* Assigned task *
How many lines below include the string "stalk"? State the number alone.

┄┄┄┄┄┄┄┄┄┄

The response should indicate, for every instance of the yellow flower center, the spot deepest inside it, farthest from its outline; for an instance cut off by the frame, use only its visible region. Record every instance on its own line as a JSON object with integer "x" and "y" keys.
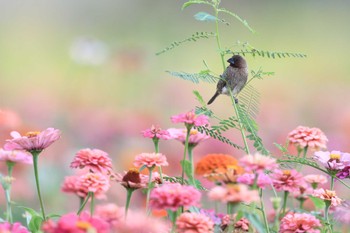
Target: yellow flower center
{"x": 32, "y": 134}
{"x": 83, "y": 225}
{"x": 334, "y": 156}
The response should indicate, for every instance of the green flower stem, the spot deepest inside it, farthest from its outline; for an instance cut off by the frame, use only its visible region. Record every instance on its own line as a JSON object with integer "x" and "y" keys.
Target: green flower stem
{"x": 9, "y": 217}
{"x": 188, "y": 127}
{"x": 92, "y": 204}
{"x": 36, "y": 174}
{"x": 129, "y": 192}
{"x": 263, "y": 211}
{"x": 156, "y": 150}
{"x": 150, "y": 169}
{"x": 82, "y": 206}
{"x": 285, "y": 197}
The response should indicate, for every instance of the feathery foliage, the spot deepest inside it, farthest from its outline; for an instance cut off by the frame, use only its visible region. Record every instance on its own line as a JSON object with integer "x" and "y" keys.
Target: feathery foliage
{"x": 196, "y": 36}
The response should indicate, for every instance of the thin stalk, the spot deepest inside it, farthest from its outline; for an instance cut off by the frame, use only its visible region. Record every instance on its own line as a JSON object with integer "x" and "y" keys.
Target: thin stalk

┄┄┄┄┄┄┄┄┄┄

* Task output *
2